* begin TEXT EXCERPT *
Latest Developments In Robles V. Domino’s—A Crucial ADA Website Accessibility Case With Broad Implications

Cole Schotz

Cole SchotzIn an update with respect to perhaps one of the most important and far-reaching appellate decisions on website accessibility cases filed by legally blind or visually impaired plaintiffs pursuant to the Americans with Disabilities Act (ADA), Domino’s Pizza, less than two months ago, filed a petition for writ of certiorari with the United States Supreme Court, asking the nation’s High Court to review and reverse the decision of the United States Court of Appeals for the Ninth Circuit in the case of  Robles v. Domino’s Pizza, Case No. 17-5504.

In Robles, the trial court had dismissed the plaintiff’s claim that Domino’s had failed to construct, design, maintain and operate both its website as well as its mobile application so that he, as a blind man, could fully access that website and application.  The trial court, relying upon the failure of the United States Department of Justice to promulgate regulations and provide any meaningful guidance with respect to the issue, concluded that application of the ADA to Domino’s mobile application and website violated due process rights of the company.  The Ninth Circuit, however, reversed, holding that there was no violation of due process rights and remanded the case back to the trial court to determine whether Domino’s mobile application or website complied with the ADA.

In its 35-page petition for certiorari, filed on June 13, 2019, Domino’s presented the question for the Supreme Court’s determination as follows:  “Whether Title III of the ADA requires a website or mobile phone application that offers goods or services to the public to satisfy discrete accessibility requirements with respect to individuals with disabilities?”
* end TEXT EXCERPT *
* begin MATERIAL PROVIDED *
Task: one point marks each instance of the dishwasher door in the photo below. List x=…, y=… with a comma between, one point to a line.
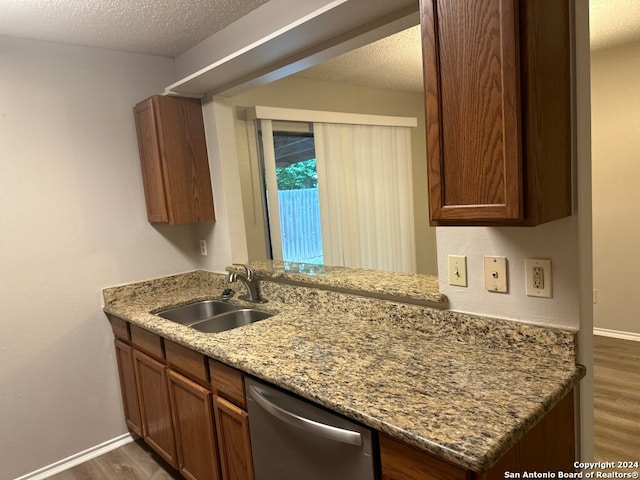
* end MATERIAL PROVIDED *
## PARTS OF THE EXERCISE
**a.** From the article on Robles v. Domino's, extract the passage that begins at the words "In Robles, the" and stops after "with the ADA.".
**b.** According to the article on Robles v. Domino's, which actions did the plaintiff claim Domino's failed to carry out for its website and mobile application? List them.
The lines have nothing to do with the article on Robles v. Domino's.

## SOLUTIONS BELOW
**a.**
In Robles, the trial court had dismissed the plaintiff’s claim that Domino’s had failed to construct, design, maintain and operate both its website as well as its mobile application so that he, as a blind man, could fully access that website and application.  The trial court, relying upon the failure of the United States Department of Justice to promulgate regulations and provide any meaningful guidance with respect to the issue, concluded that application of the ADA to Domino’s mobile application and website violated due process rights of the company.  The Ninth Circuit, however, reversed, holding that there was no violation of due process rights and remanded the case back to the trial court to determine whether Domino’s mobile application or website complied with the ADA.

**b.** Construct, design, maintain, operate